_WORK REQUIRED_.
Look below for the line with "Please annotate the dark neck". Extract that line and each one after it through the last, word for word.

_ENTRIES PROVIDED_.
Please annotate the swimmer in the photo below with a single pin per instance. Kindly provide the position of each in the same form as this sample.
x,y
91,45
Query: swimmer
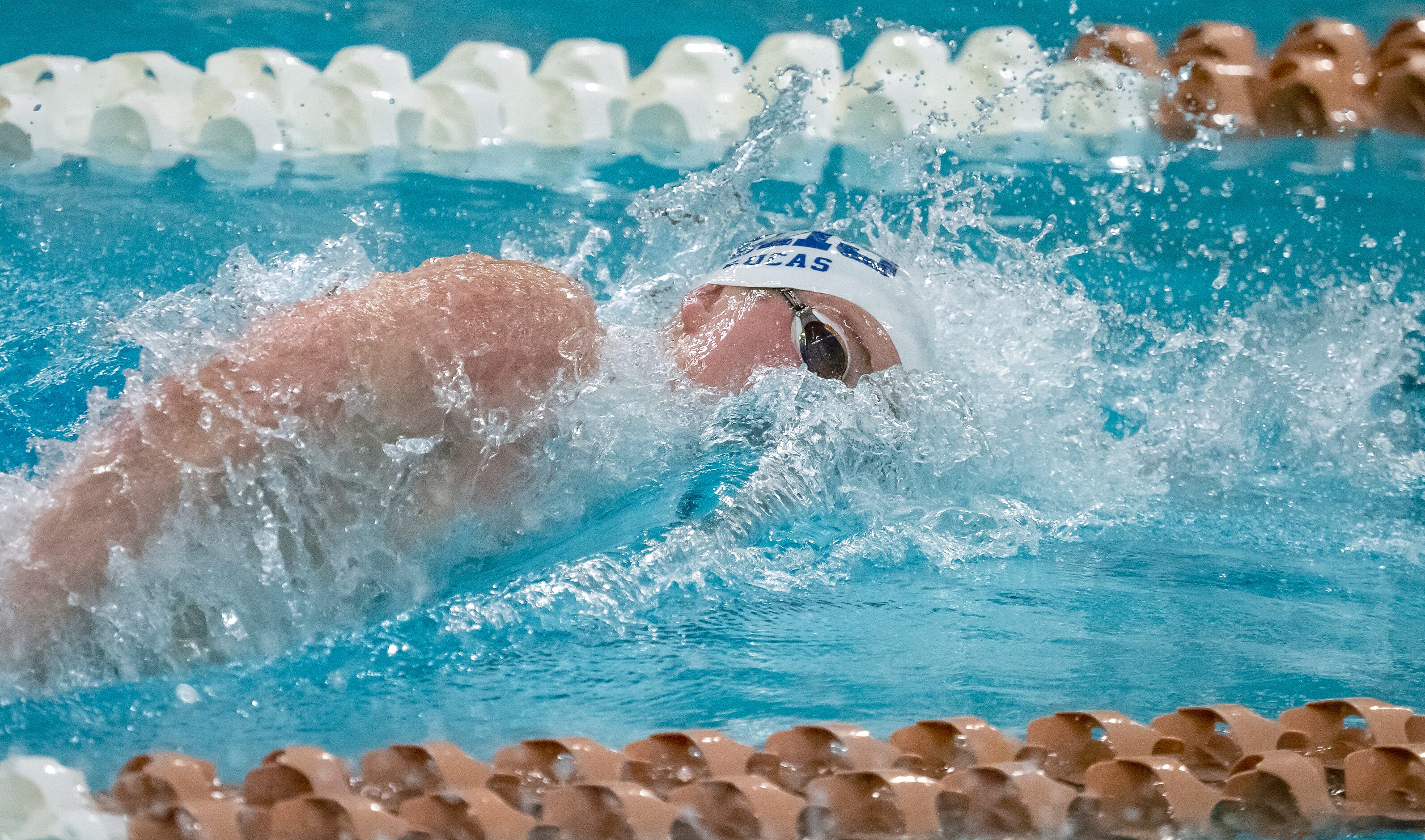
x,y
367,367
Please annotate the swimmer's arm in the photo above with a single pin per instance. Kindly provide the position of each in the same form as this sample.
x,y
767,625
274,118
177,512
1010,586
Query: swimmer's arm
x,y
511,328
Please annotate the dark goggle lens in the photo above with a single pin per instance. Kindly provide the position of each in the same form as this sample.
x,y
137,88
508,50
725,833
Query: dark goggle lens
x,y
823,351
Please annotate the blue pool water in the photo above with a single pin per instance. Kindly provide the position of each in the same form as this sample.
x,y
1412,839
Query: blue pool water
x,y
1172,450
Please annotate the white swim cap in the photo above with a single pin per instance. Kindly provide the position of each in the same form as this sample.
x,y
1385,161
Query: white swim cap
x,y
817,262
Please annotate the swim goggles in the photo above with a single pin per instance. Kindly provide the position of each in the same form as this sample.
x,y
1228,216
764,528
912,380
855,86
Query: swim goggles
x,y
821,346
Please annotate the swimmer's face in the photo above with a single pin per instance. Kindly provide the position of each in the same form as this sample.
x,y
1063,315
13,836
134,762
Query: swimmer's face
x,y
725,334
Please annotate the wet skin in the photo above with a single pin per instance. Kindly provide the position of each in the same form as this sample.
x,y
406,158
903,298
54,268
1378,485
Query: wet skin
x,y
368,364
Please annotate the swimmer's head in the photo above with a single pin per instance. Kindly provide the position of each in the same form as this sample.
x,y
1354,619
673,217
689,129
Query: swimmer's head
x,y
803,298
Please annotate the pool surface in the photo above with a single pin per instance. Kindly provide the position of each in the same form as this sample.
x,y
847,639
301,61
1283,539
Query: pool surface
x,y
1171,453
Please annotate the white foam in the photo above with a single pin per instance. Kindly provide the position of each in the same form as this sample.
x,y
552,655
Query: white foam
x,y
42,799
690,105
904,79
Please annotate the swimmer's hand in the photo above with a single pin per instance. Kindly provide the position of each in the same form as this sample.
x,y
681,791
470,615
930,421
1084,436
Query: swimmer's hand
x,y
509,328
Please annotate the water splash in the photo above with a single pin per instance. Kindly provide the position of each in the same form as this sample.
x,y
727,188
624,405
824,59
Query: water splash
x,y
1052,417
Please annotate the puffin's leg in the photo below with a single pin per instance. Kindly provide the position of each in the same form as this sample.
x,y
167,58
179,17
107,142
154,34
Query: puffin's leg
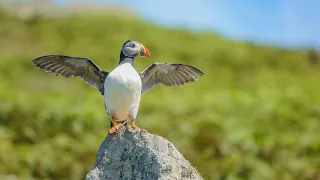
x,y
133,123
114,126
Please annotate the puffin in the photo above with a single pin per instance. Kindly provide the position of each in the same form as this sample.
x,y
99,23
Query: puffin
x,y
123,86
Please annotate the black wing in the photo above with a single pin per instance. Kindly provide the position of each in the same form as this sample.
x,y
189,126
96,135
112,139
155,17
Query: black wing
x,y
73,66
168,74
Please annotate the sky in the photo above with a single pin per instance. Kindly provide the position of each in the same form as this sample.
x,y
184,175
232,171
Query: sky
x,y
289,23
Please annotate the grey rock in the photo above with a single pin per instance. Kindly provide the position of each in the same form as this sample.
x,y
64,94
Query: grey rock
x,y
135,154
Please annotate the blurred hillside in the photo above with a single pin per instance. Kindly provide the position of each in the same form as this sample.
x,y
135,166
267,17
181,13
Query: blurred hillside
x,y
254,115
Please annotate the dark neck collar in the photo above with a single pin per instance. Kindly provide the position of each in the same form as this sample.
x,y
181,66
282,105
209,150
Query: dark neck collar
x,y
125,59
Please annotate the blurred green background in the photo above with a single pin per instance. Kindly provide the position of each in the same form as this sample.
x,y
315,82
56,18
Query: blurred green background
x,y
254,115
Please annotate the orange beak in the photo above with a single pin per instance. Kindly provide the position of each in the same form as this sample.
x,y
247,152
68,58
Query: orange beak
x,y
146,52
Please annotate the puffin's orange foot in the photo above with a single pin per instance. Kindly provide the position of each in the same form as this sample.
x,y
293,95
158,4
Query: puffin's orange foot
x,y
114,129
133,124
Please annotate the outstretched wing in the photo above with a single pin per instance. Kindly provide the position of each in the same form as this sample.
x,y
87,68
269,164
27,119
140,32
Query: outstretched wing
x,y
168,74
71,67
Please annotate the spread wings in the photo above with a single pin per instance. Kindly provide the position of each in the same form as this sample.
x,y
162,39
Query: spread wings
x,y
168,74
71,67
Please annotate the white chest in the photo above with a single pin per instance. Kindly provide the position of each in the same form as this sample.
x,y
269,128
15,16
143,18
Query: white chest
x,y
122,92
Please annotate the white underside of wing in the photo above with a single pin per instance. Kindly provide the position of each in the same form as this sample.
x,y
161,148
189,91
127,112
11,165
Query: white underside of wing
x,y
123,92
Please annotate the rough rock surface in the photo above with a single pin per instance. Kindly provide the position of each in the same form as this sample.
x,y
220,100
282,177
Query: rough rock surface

_TASK OUTPUT_.
Please annotate the dark neck collar in the photo above with a single pin per instance. Kindly provide the position of each in the same form as this sample.
x,y
181,66
282,105
209,150
Query: dark neck collar
x,y
125,59
Please annotate the blurred green background in the photo above with a single pin per instance. Kindly provide the position of each in the same form as this sample.
x,y
315,82
56,18
Query: blurred green background
x,y
254,115
Please annotate the orange beak in the photo above with a single pin per instance. Kindly provide the position of each in the same form as this sample.
x,y
247,152
68,58
Query: orange beak
x,y
146,52
Please annotate the puffin's orange foot in the photo above with a single pin per instance. Kindly provide the position of each in the same form as this sample.
x,y
293,95
158,4
Query: puffin's orange foot
x,y
114,129
133,124
Please annotate the outstretched wing in the photo above with a single pin per instance. Kindly provide the position of each in the same form as this sample.
x,y
87,68
269,164
27,119
140,32
Query: outstretched wing
x,y
168,74
71,67
Please annotate the spread wings in the photo above with a single pin per instance. Kindly provide the position of each in the same form as this sample.
x,y
162,39
Query: spread wings
x,y
168,74
71,67
Please annotate the white chest in the photo above with a single pin per instance. Kindly provide the position of each in the same form as this sample.
x,y
269,128
15,16
143,18
Query: white chest
x,y
122,92
Please annotate the white underside of wing in the photo above with a single pin per instance. Kindly provide the position of each in the same form as this sample.
x,y
161,148
189,91
127,112
11,165
Query: white underside of wing
x,y
123,92
Please annotate the rough rock surface in the photo above with a single pin per instance. Kindly provide the position of each in the same form as this sample.
x,y
220,100
282,177
Query: rough rock surface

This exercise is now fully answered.